(Pointing dataset excerpts)
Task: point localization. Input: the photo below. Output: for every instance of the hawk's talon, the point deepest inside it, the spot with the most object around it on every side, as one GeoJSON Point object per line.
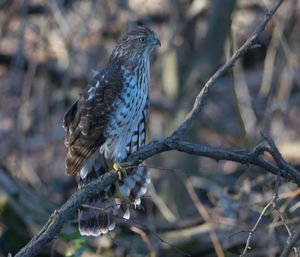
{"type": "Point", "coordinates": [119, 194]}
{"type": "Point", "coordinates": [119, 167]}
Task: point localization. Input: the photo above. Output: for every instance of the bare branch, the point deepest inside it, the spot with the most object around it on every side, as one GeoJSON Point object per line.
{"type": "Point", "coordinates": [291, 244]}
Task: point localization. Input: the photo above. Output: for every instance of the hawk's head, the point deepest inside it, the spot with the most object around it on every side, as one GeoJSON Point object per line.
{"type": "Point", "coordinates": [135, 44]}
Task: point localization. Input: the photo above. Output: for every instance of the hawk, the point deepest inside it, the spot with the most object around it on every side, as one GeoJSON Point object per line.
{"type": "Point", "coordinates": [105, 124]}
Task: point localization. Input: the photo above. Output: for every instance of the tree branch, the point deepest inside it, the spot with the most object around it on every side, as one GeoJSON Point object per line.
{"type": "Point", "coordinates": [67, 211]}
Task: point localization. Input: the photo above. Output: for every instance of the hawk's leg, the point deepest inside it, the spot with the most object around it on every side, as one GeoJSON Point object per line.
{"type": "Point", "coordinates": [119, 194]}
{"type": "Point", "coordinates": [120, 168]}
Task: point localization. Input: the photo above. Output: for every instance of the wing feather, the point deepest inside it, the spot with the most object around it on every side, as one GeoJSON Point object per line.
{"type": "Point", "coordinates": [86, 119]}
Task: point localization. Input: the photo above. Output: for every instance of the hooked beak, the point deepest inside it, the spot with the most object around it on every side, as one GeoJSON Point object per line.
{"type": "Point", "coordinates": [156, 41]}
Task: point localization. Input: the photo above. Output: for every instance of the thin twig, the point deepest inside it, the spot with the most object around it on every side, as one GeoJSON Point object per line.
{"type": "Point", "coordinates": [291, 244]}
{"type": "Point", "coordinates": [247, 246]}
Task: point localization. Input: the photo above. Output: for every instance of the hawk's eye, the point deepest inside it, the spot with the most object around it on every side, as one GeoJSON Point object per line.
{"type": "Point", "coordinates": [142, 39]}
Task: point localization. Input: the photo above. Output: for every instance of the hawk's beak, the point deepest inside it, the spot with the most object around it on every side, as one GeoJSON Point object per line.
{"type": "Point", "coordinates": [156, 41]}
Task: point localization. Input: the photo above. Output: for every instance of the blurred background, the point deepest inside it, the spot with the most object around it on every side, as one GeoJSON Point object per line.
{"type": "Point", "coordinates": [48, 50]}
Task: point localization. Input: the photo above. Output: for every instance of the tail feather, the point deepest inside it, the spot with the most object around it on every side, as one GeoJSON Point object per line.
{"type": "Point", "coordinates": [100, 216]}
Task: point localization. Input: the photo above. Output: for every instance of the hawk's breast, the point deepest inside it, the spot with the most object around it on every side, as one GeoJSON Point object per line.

(Exercise) Copy the lines from the one containing "of the tail" through the final line, keeping the requests, and shift each coordinate in the answers by adding 67 to it.

(The output)
Task: point localization. Input: the photo above. Output: for every instance of the tail feather, the point deepest inside it, the spot with the most object around it on every side, as one GeoJSON Point object per line.
{"type": "Point", "coordinates": [167, 283]}
Task: point localization. Input: the photo above. Output: for every instance of the hawk's breast, the point deepest inside it, the spot with the most object around it on every side, as one GeoJSON Point object per line.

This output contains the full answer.